== Directive 1 ==
Filter the records down to every line that contains the string "path", and copy those lines.

This section describes the fields of input_struct, the structure object which brainframe.m
takes for brain rendering. Modifying the fields of input_struct will change the rendering. You can change these fields directly in an already specified input_struct. Alternately, you can create a new input_struct with either brainframe_inputs_human
or brainframe_inputs_mouse
. This can be done by specifying each field and the value you want to change it to as a Name and Value pair, following standard MATLAB syntax. This explanation section can also be duplicated within MATLAB by publishing or reading the brainframe_Help.m
script.

== Dataset content ==
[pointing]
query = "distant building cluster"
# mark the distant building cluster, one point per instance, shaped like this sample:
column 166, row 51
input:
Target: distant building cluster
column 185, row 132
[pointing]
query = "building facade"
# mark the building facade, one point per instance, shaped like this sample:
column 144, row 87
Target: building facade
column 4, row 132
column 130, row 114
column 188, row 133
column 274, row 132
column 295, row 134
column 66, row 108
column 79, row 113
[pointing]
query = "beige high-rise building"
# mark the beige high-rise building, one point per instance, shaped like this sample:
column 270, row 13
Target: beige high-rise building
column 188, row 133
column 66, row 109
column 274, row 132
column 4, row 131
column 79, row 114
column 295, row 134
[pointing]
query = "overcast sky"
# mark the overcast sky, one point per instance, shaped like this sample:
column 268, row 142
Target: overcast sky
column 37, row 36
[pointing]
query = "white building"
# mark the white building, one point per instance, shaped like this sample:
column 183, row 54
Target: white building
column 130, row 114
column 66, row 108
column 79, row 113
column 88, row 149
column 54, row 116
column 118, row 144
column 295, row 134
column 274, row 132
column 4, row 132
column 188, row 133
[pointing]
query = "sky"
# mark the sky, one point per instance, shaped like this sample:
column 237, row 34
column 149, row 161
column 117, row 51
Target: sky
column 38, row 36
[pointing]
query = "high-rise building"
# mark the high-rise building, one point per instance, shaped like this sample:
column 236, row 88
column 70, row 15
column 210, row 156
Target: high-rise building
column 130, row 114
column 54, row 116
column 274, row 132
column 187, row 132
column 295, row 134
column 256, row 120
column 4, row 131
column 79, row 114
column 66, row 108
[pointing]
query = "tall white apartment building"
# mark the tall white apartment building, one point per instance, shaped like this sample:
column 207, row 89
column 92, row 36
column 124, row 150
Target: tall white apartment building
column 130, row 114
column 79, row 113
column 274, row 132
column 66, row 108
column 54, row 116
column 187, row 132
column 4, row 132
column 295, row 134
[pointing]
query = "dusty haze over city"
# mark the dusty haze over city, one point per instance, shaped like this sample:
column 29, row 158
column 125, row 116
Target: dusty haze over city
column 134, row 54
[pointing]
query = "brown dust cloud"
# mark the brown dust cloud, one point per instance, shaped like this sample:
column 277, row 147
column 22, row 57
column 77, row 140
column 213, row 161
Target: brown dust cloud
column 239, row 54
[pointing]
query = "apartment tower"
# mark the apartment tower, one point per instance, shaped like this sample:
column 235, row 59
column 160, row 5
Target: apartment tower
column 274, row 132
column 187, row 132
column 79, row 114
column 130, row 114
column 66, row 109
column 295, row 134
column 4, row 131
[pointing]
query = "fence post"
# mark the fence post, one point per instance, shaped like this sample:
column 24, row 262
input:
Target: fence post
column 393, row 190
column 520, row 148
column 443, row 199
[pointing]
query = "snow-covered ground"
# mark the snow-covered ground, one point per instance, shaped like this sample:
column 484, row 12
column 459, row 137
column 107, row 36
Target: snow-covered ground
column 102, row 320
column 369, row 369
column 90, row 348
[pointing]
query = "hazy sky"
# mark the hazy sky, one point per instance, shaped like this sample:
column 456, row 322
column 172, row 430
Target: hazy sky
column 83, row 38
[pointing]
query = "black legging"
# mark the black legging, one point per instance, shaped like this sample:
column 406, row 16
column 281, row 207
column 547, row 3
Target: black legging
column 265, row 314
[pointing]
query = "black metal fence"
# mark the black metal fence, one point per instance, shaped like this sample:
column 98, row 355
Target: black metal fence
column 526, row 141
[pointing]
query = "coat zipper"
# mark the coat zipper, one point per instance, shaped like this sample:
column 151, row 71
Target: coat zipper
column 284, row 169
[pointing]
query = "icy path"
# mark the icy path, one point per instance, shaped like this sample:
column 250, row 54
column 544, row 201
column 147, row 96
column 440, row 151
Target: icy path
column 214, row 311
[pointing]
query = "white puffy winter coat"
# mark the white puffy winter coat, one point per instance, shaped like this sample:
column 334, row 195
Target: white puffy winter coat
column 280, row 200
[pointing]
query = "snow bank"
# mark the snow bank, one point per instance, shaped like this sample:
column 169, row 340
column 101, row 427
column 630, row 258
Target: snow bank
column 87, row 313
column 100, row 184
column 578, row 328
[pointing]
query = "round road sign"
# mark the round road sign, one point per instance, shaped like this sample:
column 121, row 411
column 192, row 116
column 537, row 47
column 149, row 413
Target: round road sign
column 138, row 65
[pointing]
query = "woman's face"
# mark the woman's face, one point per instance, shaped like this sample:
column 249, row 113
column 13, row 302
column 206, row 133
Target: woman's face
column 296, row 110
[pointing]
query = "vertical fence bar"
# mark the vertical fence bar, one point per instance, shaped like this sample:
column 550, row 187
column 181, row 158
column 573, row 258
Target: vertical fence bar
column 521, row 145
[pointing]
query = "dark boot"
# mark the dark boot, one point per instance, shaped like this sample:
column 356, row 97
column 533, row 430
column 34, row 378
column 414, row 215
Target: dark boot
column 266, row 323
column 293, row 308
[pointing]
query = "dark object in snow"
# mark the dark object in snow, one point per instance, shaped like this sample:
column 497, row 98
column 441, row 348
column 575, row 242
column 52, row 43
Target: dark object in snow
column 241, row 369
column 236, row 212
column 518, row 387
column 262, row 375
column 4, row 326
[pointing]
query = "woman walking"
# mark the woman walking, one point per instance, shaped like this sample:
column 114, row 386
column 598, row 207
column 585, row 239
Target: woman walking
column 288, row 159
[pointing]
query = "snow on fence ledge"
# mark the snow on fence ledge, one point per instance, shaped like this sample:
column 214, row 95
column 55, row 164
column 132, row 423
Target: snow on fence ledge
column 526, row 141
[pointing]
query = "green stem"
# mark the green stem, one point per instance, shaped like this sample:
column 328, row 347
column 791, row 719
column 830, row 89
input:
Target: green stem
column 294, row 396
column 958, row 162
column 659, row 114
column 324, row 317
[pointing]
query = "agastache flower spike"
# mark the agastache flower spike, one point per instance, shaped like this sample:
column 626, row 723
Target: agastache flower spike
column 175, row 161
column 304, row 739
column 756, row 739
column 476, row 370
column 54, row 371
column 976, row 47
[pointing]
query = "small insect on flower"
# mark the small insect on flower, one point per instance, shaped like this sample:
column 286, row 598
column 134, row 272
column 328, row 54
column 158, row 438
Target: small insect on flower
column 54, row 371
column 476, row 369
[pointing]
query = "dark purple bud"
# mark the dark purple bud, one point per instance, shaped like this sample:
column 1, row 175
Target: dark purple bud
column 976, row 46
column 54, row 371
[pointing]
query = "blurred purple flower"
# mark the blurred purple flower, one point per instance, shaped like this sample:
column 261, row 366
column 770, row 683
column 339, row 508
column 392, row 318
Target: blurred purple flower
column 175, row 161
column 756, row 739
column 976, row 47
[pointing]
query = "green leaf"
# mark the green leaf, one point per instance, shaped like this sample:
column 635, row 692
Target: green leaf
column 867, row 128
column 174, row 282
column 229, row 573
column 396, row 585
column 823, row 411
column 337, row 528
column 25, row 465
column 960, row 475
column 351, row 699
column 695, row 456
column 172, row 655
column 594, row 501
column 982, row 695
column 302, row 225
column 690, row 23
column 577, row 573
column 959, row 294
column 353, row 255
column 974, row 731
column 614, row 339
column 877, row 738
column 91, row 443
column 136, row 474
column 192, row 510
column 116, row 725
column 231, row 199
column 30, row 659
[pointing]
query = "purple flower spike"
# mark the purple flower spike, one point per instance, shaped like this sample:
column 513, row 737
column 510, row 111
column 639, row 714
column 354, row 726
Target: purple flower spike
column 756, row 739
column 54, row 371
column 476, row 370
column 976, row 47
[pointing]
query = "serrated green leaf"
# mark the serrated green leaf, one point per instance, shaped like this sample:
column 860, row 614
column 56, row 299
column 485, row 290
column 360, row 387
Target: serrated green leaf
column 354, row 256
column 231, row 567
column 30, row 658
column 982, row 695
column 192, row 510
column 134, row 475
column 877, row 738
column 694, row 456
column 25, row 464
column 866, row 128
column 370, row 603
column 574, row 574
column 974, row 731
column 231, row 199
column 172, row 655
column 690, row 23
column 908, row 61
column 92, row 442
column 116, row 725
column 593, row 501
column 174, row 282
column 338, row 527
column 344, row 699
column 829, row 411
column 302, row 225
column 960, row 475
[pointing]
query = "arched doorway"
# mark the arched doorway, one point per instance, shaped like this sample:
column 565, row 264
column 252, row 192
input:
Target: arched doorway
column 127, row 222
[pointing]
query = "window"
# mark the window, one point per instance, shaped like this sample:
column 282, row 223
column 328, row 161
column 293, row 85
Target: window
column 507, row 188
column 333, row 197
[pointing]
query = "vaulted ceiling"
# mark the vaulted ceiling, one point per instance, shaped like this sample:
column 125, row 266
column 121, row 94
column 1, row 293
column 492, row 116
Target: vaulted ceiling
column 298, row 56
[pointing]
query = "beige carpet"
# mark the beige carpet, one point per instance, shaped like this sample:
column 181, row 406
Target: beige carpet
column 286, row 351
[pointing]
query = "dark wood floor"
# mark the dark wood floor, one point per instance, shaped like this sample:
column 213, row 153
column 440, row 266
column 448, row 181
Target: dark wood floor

== Directive 2 ==
Answer each question from the input_struct description above.
(a) Which file takes input_struct for brain rendering?
(b) Which two functions can create a new input_struct?
(c) Which script can be published or read to reproduce this explanation within MATLAB?

== Right answer 1 ==
query = "icy path"
# mark the icy path, one point per instance, shaped like this sample:
Target: icy path

== Right answer 2 ==
(a) brainframe.m
(b) brainframe_inputs_human and brainframe_inputs_mouse
(c) brainframe_Help.m